BEGIN

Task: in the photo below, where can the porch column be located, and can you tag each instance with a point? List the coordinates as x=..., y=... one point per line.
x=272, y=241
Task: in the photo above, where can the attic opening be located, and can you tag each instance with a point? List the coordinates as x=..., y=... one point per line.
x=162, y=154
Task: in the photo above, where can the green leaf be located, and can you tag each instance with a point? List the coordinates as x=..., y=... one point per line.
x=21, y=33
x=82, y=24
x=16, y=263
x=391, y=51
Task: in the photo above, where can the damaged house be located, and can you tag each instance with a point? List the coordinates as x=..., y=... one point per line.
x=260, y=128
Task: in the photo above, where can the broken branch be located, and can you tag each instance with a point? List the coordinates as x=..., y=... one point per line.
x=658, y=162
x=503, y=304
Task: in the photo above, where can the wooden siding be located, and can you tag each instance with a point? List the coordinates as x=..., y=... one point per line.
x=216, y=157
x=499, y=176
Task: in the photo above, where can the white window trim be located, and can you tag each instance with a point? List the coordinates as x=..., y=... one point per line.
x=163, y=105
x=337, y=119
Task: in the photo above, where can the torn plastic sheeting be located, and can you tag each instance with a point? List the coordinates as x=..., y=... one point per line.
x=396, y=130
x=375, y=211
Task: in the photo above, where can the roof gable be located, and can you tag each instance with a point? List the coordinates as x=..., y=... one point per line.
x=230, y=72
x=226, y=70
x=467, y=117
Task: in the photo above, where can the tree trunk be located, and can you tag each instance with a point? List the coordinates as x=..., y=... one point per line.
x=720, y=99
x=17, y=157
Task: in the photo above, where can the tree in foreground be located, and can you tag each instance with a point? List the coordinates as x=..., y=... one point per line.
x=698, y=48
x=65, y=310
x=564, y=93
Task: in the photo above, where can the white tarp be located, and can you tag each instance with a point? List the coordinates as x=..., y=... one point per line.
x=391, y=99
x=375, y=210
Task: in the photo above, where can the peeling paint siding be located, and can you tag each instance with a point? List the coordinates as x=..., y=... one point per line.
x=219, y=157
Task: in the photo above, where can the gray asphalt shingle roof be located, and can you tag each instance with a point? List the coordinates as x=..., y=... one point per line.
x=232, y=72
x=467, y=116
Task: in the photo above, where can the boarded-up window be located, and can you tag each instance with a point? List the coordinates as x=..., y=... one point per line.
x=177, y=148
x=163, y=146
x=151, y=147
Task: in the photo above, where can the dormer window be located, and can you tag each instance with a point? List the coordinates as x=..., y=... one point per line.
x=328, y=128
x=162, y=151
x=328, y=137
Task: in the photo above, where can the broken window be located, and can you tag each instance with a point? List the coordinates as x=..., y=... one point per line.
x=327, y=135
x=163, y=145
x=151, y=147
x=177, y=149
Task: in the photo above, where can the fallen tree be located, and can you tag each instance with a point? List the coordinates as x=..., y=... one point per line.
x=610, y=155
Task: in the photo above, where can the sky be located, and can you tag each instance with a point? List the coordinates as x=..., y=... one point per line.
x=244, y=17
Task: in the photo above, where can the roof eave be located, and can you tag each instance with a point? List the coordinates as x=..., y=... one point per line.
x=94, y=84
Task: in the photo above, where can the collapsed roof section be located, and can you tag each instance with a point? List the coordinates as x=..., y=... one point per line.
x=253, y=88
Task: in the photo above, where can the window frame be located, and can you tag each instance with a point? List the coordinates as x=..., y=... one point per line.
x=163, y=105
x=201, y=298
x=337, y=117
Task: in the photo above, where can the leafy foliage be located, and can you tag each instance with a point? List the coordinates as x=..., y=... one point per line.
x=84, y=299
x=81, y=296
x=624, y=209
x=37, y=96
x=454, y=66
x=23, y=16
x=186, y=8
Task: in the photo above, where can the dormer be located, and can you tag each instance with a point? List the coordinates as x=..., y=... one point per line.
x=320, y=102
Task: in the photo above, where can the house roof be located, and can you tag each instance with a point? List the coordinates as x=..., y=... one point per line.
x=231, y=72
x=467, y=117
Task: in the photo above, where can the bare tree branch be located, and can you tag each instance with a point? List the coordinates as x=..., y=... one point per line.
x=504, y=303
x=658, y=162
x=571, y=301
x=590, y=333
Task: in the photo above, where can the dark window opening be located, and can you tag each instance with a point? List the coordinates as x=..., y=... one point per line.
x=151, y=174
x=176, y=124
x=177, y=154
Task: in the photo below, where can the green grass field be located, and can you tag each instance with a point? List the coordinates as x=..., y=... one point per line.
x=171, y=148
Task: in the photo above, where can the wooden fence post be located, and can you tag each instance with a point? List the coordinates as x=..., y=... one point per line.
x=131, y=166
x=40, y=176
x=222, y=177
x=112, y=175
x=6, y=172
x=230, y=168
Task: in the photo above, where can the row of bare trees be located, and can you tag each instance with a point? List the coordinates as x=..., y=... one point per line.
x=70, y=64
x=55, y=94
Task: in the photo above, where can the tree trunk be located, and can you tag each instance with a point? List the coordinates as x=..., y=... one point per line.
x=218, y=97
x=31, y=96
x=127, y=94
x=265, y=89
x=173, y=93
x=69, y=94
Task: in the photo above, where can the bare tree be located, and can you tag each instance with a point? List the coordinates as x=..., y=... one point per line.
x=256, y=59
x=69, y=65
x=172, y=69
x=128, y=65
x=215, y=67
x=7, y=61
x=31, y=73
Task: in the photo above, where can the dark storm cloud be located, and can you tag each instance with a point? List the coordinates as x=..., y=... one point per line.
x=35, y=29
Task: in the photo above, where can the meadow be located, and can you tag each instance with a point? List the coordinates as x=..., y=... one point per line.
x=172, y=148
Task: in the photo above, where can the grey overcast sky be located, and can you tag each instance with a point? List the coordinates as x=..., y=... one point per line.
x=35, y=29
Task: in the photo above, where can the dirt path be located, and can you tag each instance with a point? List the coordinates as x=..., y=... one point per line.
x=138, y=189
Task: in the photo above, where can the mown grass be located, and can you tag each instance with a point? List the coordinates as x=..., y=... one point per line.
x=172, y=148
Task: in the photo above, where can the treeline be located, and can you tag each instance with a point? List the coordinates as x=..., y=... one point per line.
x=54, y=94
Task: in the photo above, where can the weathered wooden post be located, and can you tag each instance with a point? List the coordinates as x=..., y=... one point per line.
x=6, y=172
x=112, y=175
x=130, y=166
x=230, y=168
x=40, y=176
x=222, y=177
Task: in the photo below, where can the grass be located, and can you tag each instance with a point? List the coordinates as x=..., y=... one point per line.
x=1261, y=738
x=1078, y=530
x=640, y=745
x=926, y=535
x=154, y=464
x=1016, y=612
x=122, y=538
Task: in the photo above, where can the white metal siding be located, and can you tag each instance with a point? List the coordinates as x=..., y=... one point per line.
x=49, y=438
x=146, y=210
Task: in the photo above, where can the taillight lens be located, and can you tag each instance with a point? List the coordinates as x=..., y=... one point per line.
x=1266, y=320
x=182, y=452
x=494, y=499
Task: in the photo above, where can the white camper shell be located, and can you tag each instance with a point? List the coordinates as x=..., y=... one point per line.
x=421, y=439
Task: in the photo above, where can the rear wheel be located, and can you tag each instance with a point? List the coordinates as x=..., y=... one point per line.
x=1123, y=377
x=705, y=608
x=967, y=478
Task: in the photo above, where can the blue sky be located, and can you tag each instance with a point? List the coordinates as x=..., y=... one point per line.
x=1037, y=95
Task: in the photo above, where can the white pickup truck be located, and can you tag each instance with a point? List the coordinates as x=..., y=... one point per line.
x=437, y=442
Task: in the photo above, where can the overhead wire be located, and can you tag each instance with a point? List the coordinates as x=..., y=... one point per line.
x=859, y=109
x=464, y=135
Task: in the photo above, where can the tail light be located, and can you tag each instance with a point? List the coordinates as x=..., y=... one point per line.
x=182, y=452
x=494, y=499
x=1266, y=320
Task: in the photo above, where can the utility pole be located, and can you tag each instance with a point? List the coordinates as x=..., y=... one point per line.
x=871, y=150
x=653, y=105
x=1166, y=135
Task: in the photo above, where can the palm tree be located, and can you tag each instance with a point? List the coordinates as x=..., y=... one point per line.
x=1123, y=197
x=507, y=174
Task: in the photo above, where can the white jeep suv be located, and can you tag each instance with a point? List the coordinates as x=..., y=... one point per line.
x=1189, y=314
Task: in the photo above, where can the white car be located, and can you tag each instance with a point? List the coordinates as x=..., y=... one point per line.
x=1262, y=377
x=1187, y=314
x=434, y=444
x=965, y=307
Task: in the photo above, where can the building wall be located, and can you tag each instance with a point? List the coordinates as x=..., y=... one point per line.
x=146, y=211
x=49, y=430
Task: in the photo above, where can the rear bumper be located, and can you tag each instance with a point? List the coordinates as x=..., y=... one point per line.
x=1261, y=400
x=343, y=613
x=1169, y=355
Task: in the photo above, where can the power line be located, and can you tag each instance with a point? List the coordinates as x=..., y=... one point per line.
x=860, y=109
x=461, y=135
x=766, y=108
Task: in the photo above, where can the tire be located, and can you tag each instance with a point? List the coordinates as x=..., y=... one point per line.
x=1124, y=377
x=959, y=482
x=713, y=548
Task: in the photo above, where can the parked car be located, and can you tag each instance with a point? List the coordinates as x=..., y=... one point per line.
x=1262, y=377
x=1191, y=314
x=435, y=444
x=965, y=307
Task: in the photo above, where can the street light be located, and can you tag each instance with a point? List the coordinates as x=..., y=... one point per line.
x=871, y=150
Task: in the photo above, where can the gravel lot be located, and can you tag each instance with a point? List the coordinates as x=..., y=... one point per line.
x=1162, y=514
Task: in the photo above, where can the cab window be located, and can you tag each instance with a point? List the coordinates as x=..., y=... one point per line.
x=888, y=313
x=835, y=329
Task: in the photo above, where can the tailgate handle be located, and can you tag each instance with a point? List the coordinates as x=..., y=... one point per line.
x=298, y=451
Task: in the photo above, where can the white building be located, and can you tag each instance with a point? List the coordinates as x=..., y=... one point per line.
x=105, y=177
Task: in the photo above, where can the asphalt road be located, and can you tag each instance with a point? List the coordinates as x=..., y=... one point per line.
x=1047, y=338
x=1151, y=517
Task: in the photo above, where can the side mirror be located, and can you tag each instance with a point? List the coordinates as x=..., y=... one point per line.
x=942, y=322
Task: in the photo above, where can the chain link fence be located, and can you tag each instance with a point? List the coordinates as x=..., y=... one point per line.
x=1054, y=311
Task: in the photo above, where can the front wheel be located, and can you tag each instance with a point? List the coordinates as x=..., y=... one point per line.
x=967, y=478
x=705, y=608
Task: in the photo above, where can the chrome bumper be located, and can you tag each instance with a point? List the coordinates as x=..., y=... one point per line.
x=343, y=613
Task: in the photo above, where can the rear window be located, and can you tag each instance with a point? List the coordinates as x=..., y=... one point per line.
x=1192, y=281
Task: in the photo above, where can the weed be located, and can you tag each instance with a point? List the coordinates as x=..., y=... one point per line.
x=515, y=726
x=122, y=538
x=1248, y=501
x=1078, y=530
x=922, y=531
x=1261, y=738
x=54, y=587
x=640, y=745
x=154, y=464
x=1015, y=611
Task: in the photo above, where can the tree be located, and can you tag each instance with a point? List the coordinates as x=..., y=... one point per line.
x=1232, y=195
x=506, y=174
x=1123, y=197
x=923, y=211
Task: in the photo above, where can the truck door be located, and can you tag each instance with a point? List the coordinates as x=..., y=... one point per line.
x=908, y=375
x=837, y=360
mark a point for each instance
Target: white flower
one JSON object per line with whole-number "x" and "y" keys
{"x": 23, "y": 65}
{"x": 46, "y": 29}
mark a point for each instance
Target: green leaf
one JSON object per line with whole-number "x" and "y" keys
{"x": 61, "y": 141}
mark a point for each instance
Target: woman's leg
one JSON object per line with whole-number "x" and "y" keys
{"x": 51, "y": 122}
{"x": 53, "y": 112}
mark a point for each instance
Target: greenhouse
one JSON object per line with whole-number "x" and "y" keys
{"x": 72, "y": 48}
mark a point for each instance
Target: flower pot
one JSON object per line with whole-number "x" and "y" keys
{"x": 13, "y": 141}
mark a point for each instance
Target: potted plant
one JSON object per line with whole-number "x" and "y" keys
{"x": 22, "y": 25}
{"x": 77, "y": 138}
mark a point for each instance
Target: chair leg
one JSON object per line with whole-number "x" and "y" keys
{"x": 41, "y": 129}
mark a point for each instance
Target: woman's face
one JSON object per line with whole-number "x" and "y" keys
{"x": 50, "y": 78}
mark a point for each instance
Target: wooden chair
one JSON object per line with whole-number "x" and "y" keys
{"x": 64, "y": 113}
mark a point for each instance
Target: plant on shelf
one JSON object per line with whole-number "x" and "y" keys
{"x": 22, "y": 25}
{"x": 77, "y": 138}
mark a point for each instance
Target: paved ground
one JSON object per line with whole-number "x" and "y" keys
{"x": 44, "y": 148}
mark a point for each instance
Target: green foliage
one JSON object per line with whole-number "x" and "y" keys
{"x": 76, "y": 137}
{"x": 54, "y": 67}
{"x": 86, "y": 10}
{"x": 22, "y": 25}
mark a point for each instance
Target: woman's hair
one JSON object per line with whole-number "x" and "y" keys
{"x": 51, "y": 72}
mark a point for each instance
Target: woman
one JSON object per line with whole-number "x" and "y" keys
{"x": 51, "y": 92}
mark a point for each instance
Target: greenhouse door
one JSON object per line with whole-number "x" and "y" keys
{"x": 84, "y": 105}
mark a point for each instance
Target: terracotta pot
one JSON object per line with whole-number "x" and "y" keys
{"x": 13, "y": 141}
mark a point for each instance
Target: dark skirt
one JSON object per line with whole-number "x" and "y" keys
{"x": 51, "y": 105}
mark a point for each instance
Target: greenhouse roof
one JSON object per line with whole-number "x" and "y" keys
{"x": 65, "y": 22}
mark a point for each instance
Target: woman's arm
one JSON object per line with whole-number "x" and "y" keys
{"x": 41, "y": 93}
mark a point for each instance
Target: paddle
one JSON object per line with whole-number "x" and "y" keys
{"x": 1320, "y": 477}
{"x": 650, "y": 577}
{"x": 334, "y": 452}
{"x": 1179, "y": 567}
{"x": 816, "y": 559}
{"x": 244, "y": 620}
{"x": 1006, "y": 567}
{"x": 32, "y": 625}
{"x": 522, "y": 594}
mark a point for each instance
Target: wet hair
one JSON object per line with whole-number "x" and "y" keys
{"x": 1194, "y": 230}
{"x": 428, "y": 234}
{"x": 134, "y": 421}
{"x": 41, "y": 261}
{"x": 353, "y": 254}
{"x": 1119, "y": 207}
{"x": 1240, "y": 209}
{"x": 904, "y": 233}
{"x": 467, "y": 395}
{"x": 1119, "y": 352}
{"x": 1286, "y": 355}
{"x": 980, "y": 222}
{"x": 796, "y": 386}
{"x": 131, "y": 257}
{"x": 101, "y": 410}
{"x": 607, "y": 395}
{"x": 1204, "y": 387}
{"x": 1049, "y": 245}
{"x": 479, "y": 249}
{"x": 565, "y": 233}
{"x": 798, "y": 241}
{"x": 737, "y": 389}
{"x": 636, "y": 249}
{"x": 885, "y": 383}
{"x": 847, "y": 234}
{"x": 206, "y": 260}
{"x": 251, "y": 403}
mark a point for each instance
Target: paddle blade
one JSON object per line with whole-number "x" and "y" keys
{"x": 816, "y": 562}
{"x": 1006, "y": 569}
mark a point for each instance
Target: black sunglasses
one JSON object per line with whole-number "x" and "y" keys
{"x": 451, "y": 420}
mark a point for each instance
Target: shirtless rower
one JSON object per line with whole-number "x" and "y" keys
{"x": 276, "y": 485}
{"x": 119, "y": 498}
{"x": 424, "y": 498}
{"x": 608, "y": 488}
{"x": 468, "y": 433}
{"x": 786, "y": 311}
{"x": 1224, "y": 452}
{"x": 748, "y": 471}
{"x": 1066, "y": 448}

END

## Work to do
Could you copy, word for word, the part of the records above that starts with the line containing "Task: in the photo above, where can the cab" and ends with the line containing "x=1151, y=517", including both of those lines?

## The answer
Task: in the photo above, where can the cab window be located, and can you tag each instance with a point? List the coordinates as x=..., y=... one point per line.
x=888, y=313
x=835, y=329
Task: in the photo above, where can the tailgate handle be located, and can you tag each instance with a point? List the coordinates as x=..., y=... one point per line.
x=298, y=451
Task: in the photo above, where can the white building be located, and can you tag each instance with a point? List the coordinates as x=..., y=... one point per line.
x=105, y=177
Task: in the photo above, where can the asphalt road be located, and can you tag each instance with a point? List the coordinates as x=..., y=... one point per line.
x=1047, y=338
x=1151, y=517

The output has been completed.